Task details:
Copy the data below character for character, leaving out the pictures.

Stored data
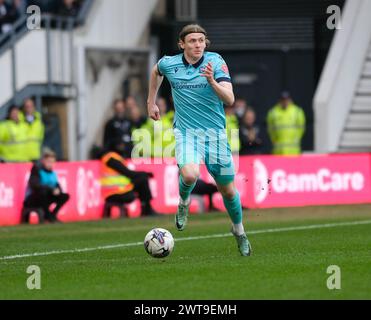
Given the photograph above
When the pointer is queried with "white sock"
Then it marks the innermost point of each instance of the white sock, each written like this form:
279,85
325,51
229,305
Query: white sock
184,202
239,229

Result for this task:
Given the photograph above
When the pointer is queried with "white sock"
Then it marks the innermost point of each instance of the white sock, each written like this form:
279,85
325,51
229,305
Query: white sock
184,202
239,229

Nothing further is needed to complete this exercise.